• STORED DATA
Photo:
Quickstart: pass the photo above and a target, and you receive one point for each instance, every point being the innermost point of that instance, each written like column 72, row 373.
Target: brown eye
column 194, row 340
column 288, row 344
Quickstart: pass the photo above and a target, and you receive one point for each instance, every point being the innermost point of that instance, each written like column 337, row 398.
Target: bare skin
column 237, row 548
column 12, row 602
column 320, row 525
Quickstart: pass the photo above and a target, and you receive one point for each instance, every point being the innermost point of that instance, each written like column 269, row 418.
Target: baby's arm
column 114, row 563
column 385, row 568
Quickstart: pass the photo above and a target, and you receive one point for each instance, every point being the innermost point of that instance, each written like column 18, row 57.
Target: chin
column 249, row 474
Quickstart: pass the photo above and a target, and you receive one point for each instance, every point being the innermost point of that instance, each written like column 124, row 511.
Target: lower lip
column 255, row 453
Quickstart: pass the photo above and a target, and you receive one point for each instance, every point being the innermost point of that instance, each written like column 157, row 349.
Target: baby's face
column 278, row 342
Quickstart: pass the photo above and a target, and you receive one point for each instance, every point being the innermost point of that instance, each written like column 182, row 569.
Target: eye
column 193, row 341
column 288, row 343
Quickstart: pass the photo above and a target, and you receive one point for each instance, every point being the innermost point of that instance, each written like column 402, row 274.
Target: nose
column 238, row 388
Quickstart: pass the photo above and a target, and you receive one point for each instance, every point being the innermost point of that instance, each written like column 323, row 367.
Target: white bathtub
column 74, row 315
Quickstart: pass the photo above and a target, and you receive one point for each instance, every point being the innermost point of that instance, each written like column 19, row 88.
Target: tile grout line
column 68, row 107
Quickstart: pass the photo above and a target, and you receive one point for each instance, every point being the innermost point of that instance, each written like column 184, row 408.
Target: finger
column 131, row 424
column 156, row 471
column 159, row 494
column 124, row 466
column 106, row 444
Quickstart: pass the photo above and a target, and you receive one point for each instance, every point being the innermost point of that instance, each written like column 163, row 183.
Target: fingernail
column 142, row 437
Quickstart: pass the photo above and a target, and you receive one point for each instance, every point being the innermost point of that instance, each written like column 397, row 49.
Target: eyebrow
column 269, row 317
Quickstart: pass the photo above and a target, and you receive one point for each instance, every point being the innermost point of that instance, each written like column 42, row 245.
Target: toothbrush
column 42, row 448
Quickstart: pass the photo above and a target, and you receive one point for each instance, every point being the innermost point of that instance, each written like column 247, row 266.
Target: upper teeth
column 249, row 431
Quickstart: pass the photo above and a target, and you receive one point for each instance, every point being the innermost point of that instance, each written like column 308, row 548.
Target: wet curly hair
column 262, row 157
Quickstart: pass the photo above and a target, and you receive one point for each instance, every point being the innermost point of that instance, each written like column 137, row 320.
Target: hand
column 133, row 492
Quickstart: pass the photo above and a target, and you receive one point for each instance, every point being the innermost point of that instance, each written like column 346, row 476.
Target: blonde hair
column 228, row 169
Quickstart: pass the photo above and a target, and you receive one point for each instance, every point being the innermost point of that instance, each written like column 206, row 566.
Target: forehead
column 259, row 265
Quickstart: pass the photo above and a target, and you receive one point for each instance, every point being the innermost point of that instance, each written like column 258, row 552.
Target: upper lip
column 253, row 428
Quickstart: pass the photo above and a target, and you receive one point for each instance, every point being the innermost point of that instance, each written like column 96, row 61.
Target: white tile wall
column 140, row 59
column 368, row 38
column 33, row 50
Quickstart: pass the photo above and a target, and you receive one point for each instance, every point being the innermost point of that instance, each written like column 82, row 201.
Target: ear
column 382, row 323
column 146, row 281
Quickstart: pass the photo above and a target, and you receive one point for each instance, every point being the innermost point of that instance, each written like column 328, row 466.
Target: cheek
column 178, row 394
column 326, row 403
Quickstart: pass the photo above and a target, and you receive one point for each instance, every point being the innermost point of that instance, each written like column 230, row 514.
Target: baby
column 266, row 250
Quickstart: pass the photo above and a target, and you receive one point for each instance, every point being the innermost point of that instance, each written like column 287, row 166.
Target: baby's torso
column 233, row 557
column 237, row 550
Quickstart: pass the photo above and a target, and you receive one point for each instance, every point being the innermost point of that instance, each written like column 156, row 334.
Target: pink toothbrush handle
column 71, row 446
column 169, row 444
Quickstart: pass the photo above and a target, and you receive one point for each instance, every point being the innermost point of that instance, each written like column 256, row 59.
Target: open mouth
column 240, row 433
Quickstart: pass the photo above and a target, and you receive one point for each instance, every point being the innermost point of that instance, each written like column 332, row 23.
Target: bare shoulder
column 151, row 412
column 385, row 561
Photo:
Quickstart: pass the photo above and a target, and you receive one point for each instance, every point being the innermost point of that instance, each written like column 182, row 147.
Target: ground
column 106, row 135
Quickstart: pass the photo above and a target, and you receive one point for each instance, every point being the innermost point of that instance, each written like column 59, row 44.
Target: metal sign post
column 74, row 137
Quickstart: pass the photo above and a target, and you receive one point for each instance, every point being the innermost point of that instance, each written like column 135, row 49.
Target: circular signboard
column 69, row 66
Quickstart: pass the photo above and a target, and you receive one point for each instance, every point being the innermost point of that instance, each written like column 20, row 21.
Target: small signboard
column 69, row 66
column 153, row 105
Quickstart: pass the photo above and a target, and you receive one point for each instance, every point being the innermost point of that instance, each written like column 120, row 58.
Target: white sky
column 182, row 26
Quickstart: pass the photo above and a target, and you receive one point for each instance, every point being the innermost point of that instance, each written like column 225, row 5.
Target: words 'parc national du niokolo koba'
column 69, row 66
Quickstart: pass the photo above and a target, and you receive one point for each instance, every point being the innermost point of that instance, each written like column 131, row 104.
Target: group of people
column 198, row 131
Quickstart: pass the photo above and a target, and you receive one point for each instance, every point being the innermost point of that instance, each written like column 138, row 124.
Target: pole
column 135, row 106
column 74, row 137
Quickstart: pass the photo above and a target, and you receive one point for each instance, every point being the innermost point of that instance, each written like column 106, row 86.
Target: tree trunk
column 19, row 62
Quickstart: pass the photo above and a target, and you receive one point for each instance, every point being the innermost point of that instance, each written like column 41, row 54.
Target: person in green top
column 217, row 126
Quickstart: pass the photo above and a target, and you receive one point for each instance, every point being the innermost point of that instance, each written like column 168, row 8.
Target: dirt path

• EXERCISE GOAL
Transcribe all of the records above verbatim, line by line, without altering any character.

• WORKED ANSWER
Photo:
Quickstart: pass the photo above and a target, and you receive one point for each instance, every point being the innermost point of that instance, each written like column 72, row 373.
Target: brown eye
column 194, row 340
column 288, row 344
Quickstart: pass the photo above and a target, and you receive one point for each instance, every point being the innermost point of that instance, each written like column 337, row 398.
Target: bare skin
column 237, row 548
column 12, row 602
column 320, row 525
Quickstart: pass the photo above and a target, and you receive one point for each instance, every point being the innermost point of that instance, each written like column 269, row 418.
Target: baby's arm
column 114, row 563
column 385, row 568
Quickstart: pass the photo above and a target, and you receive one point for each instance, every point being the innermost point of that instance, each written like column 18, row 57.
Target: chin
column 249, row 474
Quickstart: pass the photo above and a target, and you receive one point for each instance, every point being the innermost point of that instance, each written like column 124, row 511.
Target: lower lip
column 255, row 453
Quickstart: pass the photo above and a target, and you receive one point for each instance, every point being the innermost point of that instance, each written like column 157, row 349.
Target: baby's face
column 278, row 342
Quickstart: pass the photo above and a target, and you receive one point for each instance, every point being the innermost point of that instance, each written like column 182, row 569.
Target: eye
column 193, row 341
column 288, row 343
Quickstart: pass the photo above and a target, and you receive one point for each instance, every point being the innermost point of that instance, each written like column 402, row 274.
Target: nose
column 238, row 388
Quickstart: pass the photo above and a target, and you receive one point for each instance, every point being the innermost point of that instance, each written like column 323, row 367.
Target: white bathtub
column 74, row 315
Quickstart: pass the photo above and a target, and you receive one point for each instance, every point being the innermost point of that instance, each written like column 19, row 88.
Target: tile grout line
column 68, row 107
Quickstart: pass the photo above and a target, and you receive one point for each instance, every point being the innermost point of that instance, each written like column 184, row 408.
Target: finger
column 131, row 424
column 156, row 471
column 159, row 494
column 124, row 466
column 106, row 444
Quickstart: pass the photo above and a target, and you receive one point for each instance, every point being the innermost point of that instance, each written like column 163, row 183.
Target: fingernail
column 142, row 437
Quickstart: pass the photo above and a target, and you receive one point for each instance, every point being the innermost point of that instance, each written like column 397, row 49.
Target: eyebrow
column 269, row 317
Quickstart: pass the photo above and a target, and you receive one point for each instance, every point being the innermost point of that instance, each written like column 42, row 245.
Target: toothbrush
column 42, row 448
Quickstart: pass the photo above and a target, and you receive one point for each instance, every point being the innermost point of that instance, each written like column 247, row 266.
Target: upper teeth
column 249, row 431
Quickstart: pass the photo above and a target, and you receive one point for each instance, every point being the innermost point of that instance, each written like column 308, row 548.
Target: wet curly hair
column 262, row 157
Quickstart: pass the photo above and a target, and you receive one point for each instance, every point being the innermost point of that instance, each written like column 137, row 320.
Target: hand
column 133, row 492
Quickstart: pass the photo above and a target, and you receive one point for each instance, every point being the innermost point of that instance, each written like column 346, row 476.
Target: blonde hair
column 228, row 169
Quickstart: pass the photo above and a target, and you receive one point for each instance, every point being the innermost point of that instance, each written like column 206, row 566.
Target: forehead
column 259, row 265
Quickstart: pass the photo above and a target, and you receive one point for each instance, every point being the innermost point of that instance, each written like column 258, row 552.
Target: upper lip
column 253, row 428
Quickstart: pass the photo above and a target, and you receive one point for each instance, every point being the innermost point of that instance, each written like column 96, row 61.
Target: white tile wall
column 140, row 59
column 368, row 38
column 33, row 50
Quickstart: pass the photo above and a target, and you receive one point for each instance, every point being the innermost point of that instance, each written like column 82, row 201.
Target: ear
column 382, row 323
column 146, row 281
Quickstart: pass the photo above and a target, and you receive one point for each instance, every point being the innermost point of that instance, each written like column 328, row 466.
Target: cheek
column 178, row 394
column 326, row 403
Quickstart: pass the photo above and a target, and you receive one point for each instance, every point being the innermost point of that instance, each written like column 230, row 514.
Target: baby
column 266, row 250
Quickstart: pass the photo above and a target, and you receive one point for each instance, every point being the innermost point of that instance, each written like column 287, row 166.
Target: baby's torso
column 233, row 557
column 237, row 550
Quickstart: pass the photo above and a target, and you receive one point for each instance, every point being the innermost point of that instance, each written like column 156, row 334.
Target: pink toothbrush handle
column 71, row 446
column 169, row 444
Quickstart: pass the photo above and a target, and you receive one point for each instance, every point being the innermost point of that instance, each written like column 256, row 59.
Target: open mouth
column 240, row 433
Quickstart: pass the photo above and a target, and you receive one point for each instance, every point being the innermost point of that instance, each written like column 332, row 23.
Target: bare shoulder
column 151, row 412
column 385, row 561
Photo:
Quickstart: pass the photo above and a target, and you receive one point for each instance, every point being the innermost point of that instance, each written like column 182, row 147.
Target: ground
column 106, row 135
Quickstart: pass the photo above and a target, and you receive one point for each instance, every point being the innermost point of that instance, each written like column 59, row 44.
Target: metal sign post
column 74, row 137
Quickstart: pass the photo above and a target, and you receive one point for each instance, every point being the innermost point of that instance, each written like column 135, row 49.
Target: circular signboard
column 69, row 66
Quickstart: pass the photo above and a target, and you receive one point for each instance, every point being the innermost point of that instance, each written like column 20, row 21.
Target: small signboard
column 69, row 66
column 153, row 105
Quickstart: pass the photo above and a target, and you receive one point for each instance, every point being the innermost point of that instance, each written like column 120, row 58.
Target: white sky
column 182, row 26
Quickstart: pass the photo above and a target, and you receive one point for each instance, every point being the innermost point of that instance, each written like column 225, row 5.
Target: words 'parc national du niokolo koba'
column 69, row 66
Quickstart: pass the photo above and a target, and you receive one point for each instance, every point being the innermost point of that instance, each written like column 131, row 104.
Target: group of people
column 198, row 131
Quickstart: pass the photo above and a target, and you receive one point for each instance, every point being the innermost point of that instance, each written like column 138, row 124.
Target: pole
column 135, row 106
column 74, row 137
Quickstart: pass the photo above and a target, and you receive one point for each instance, every point being the innermost point of that instance, each written like column 106, row 86.
Target: tree trunk
column 19, row 62
Quickstart: pass the photo above and a target, and you receive one point for each instance, every point being the innermost point of that instance, each written like column 41, row 54.
Target: person in green top
column 217, row 126
Quickstart: pass the photo above and a target, and you receive one point for each instance, every point being the innermost point of that instance, each written like column 168, row 8.
Target: dirt path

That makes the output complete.